● TASK DESCRIPTION: What does the data read, word for word, from the line containing "Tag the man in" through its final line? Give those lines only.

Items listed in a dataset
-------

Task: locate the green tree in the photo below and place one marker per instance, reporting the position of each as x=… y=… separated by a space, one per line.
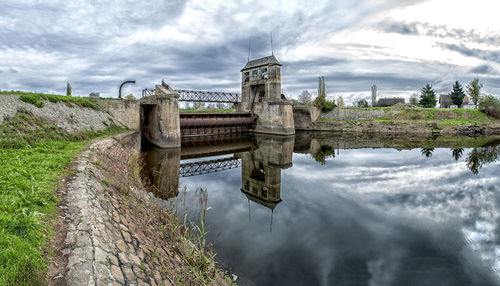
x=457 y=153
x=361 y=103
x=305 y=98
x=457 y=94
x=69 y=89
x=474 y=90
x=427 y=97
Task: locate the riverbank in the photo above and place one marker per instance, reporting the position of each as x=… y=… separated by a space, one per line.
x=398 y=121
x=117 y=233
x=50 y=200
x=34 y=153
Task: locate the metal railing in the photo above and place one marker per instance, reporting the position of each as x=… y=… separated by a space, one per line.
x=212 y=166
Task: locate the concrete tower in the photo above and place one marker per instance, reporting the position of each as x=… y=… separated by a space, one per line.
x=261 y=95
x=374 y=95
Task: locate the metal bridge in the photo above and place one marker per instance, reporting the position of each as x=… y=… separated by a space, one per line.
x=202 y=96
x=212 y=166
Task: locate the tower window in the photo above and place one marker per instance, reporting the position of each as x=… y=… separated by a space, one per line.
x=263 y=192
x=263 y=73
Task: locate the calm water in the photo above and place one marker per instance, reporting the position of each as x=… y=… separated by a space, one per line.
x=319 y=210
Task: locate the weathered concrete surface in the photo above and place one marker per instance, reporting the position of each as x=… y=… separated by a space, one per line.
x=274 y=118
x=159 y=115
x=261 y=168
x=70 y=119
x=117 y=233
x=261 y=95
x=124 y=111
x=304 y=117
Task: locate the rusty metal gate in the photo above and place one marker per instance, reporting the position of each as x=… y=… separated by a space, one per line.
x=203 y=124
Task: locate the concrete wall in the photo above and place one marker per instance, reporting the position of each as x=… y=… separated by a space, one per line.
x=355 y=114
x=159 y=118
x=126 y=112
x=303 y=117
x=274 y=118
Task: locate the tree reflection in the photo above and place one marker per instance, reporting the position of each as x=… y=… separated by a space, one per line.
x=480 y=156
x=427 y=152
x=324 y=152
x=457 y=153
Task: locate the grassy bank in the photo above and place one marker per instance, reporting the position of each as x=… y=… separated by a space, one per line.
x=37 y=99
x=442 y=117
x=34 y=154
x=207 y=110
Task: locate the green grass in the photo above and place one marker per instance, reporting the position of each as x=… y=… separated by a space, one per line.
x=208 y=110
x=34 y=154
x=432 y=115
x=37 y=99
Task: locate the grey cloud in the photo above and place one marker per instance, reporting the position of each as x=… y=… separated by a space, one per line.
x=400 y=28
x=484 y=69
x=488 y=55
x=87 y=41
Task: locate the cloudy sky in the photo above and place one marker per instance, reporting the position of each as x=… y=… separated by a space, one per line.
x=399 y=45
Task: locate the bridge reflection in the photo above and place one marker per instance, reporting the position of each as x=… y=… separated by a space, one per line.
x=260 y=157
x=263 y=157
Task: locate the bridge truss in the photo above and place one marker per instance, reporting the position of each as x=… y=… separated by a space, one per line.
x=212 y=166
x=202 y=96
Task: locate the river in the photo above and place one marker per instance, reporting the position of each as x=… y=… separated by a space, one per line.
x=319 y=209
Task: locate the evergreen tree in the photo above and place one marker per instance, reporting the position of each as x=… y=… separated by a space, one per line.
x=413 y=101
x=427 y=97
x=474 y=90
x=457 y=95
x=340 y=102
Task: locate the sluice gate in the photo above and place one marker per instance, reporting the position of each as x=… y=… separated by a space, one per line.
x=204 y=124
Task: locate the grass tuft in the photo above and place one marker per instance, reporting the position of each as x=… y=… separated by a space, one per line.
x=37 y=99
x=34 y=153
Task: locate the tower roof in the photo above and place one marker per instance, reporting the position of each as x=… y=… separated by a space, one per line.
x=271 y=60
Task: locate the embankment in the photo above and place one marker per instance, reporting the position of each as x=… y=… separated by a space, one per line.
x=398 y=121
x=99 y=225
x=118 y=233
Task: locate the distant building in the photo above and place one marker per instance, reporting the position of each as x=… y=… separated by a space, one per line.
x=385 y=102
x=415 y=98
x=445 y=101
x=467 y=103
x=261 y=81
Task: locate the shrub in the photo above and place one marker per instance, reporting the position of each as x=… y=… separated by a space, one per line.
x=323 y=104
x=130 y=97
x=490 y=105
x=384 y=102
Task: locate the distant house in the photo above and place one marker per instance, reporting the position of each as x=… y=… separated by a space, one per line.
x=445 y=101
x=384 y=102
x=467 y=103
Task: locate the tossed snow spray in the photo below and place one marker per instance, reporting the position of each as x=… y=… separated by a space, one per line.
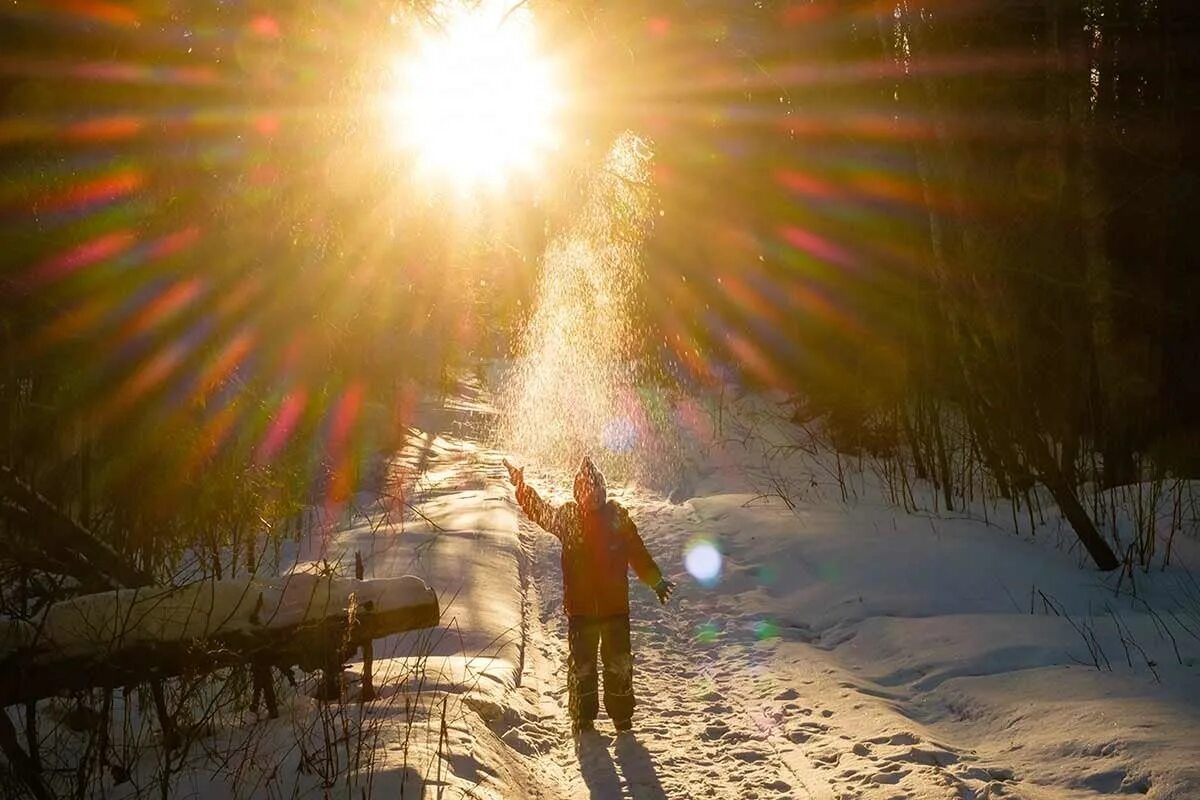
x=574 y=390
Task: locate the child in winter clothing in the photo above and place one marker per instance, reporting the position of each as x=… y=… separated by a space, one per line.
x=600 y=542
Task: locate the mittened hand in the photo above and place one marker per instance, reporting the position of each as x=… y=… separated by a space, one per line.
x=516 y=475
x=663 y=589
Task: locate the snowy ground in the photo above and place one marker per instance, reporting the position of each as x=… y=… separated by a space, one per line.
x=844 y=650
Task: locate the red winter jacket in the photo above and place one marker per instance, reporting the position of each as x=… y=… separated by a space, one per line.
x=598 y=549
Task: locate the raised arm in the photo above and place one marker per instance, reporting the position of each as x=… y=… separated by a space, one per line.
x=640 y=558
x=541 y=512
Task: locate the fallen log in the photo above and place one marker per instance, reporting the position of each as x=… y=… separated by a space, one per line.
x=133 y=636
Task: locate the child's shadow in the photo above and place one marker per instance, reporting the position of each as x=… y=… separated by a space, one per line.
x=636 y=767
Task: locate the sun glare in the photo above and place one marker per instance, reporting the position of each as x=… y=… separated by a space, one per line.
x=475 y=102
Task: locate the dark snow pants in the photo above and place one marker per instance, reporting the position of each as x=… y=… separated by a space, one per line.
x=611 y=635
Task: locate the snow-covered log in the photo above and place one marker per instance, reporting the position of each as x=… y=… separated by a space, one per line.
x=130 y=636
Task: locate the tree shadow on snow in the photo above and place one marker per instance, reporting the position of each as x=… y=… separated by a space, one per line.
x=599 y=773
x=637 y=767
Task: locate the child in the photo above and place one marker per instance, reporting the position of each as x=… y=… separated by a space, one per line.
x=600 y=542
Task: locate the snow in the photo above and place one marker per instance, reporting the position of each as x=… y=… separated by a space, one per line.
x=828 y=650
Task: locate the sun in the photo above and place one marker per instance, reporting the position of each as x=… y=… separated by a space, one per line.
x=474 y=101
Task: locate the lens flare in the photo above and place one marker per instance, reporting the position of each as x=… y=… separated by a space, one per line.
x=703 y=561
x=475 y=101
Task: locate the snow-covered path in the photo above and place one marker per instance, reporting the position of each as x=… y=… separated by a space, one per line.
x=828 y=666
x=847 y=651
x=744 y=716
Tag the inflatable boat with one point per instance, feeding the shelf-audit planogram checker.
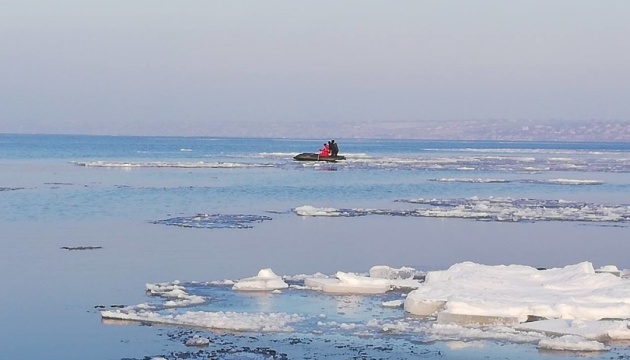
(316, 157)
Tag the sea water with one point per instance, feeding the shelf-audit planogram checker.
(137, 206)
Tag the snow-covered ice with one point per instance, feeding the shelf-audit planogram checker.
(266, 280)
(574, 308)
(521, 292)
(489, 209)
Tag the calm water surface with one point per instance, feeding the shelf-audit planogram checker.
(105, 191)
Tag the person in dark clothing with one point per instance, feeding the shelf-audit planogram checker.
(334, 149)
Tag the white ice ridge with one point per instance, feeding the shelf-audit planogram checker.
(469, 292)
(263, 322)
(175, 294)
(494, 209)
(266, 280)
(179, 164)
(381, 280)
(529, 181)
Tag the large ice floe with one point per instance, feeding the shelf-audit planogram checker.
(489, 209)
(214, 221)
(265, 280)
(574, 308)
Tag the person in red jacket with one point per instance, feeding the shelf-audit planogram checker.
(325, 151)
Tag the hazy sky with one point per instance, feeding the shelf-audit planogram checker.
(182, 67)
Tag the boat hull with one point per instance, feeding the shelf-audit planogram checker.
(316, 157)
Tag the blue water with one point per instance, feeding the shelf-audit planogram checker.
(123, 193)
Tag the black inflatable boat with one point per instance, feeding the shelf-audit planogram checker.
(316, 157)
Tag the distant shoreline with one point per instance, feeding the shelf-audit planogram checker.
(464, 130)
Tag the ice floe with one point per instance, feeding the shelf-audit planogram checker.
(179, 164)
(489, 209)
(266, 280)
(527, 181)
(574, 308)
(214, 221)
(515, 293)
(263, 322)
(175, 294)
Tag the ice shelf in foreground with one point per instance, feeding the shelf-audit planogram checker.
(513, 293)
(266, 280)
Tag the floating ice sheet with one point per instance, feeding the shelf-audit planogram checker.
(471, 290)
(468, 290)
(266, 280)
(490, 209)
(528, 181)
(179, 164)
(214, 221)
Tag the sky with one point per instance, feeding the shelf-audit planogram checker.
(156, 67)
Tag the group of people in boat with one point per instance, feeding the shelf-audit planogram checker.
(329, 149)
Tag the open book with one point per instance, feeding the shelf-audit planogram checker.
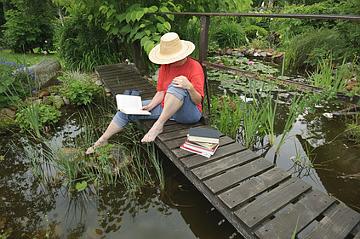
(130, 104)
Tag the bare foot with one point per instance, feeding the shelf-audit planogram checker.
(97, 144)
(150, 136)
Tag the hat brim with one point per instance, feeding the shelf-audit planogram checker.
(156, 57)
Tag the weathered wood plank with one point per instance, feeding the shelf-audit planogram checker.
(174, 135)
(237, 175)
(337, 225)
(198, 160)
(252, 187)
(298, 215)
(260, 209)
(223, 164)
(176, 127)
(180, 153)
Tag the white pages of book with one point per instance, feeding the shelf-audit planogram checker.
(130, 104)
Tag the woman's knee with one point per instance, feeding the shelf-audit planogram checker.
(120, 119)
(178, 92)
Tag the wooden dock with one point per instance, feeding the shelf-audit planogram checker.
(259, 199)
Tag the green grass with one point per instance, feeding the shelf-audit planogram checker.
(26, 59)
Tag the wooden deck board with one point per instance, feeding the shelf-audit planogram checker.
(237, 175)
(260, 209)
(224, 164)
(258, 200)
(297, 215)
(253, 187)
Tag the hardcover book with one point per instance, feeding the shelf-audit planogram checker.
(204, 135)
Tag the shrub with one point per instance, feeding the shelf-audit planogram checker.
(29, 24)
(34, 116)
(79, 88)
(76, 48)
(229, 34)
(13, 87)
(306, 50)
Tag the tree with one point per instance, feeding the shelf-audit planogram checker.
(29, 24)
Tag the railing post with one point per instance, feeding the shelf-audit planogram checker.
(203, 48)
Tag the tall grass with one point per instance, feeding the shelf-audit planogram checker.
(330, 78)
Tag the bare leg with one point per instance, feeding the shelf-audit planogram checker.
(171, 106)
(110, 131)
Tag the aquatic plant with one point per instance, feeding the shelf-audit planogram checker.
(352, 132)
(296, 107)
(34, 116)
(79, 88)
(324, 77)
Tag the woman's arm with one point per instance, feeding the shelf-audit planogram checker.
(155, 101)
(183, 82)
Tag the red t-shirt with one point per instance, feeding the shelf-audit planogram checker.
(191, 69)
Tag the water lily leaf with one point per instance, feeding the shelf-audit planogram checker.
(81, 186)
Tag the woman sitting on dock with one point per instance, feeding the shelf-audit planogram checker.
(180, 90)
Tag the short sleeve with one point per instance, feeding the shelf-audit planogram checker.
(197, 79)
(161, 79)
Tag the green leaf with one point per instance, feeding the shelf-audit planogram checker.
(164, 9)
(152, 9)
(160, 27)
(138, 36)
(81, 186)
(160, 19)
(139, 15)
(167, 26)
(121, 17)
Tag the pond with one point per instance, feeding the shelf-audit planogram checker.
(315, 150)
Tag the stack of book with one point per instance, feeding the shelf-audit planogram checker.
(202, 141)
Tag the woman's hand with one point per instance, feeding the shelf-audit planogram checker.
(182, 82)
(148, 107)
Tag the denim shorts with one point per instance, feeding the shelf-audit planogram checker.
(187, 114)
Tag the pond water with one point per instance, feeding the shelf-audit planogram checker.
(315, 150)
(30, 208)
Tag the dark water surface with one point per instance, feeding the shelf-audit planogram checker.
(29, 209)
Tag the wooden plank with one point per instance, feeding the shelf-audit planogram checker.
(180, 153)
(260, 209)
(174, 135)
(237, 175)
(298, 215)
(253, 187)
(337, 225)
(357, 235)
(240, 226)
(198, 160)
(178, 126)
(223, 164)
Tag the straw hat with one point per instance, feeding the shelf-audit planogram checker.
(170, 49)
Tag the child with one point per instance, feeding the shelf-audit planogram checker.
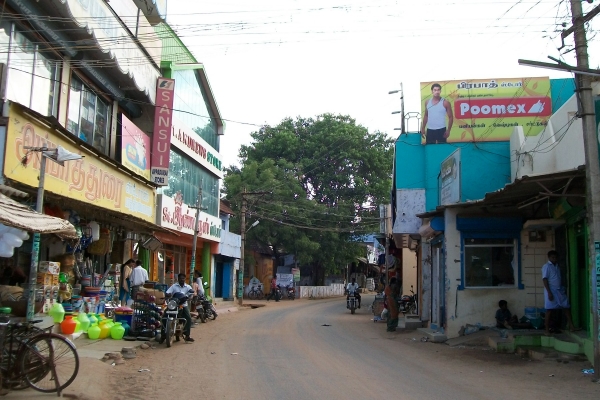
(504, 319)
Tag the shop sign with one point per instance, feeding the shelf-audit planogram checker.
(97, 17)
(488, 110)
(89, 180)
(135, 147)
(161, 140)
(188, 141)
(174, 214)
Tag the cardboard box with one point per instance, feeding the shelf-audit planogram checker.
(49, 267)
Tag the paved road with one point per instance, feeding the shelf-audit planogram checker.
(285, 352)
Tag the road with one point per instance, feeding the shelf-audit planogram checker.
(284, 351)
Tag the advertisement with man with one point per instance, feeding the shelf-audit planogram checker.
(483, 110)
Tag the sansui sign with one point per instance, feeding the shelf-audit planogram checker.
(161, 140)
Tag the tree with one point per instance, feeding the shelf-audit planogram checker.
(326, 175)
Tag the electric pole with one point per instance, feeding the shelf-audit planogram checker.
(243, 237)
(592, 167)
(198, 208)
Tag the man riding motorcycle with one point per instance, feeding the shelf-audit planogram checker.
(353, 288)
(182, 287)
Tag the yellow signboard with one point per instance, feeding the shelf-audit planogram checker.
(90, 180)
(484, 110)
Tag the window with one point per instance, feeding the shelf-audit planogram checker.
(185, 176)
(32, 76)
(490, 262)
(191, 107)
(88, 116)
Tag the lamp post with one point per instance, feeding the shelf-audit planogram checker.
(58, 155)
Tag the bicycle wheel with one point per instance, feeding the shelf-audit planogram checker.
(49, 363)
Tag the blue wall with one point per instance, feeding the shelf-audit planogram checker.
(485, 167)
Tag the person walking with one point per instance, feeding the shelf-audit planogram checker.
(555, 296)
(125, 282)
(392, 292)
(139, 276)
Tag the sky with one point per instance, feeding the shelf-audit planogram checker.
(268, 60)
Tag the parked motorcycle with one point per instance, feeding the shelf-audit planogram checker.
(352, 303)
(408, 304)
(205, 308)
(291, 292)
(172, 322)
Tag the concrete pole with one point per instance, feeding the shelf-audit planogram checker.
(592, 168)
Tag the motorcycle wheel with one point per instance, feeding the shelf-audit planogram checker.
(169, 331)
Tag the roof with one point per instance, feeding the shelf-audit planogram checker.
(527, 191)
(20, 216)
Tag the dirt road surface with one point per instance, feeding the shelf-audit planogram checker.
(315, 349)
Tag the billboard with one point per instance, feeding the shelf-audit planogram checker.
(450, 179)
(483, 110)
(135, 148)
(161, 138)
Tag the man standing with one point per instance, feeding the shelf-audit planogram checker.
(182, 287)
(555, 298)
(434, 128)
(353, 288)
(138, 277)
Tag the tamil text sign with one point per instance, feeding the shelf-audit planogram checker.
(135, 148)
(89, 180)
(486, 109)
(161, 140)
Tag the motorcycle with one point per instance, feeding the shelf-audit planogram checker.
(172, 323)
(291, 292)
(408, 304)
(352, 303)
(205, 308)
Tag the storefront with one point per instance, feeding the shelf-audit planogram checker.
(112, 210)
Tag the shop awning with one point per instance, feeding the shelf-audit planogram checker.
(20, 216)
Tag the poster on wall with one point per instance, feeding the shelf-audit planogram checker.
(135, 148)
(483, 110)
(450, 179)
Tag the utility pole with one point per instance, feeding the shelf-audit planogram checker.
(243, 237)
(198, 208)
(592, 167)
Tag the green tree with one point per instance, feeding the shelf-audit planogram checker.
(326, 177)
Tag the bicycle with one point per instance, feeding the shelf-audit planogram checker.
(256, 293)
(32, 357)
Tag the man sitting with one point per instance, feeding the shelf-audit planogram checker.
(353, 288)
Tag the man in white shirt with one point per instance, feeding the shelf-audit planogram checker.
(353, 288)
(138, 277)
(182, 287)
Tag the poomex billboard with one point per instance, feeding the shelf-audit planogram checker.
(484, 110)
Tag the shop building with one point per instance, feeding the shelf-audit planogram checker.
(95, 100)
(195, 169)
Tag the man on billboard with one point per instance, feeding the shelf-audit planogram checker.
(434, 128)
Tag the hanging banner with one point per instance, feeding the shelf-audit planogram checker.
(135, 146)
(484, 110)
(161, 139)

-------

● ANSWER TO THE EXERCISE:
Tag the man in white shirt with one point per instance, feeding the shelf-audit planogram checker.
(353, 288)
(138, 277)
(182, 287)
Tag the poomex billboard with one point per instance, feeding the shelf-audit planogram checker.
(484, 110)
Tag the shop building with one point per instance, feeding the shelf-audit planogram checker.
(95, 100)
(195, 169)
Tag the man on billboard with one point per instance, feeding the shelf-audit planogram checker.
(434, 128)
Tag the hanging banner with one point per instance, feeding the shelf-audit planogram checker.
(135, 146)
(484, 110)
(161, 139)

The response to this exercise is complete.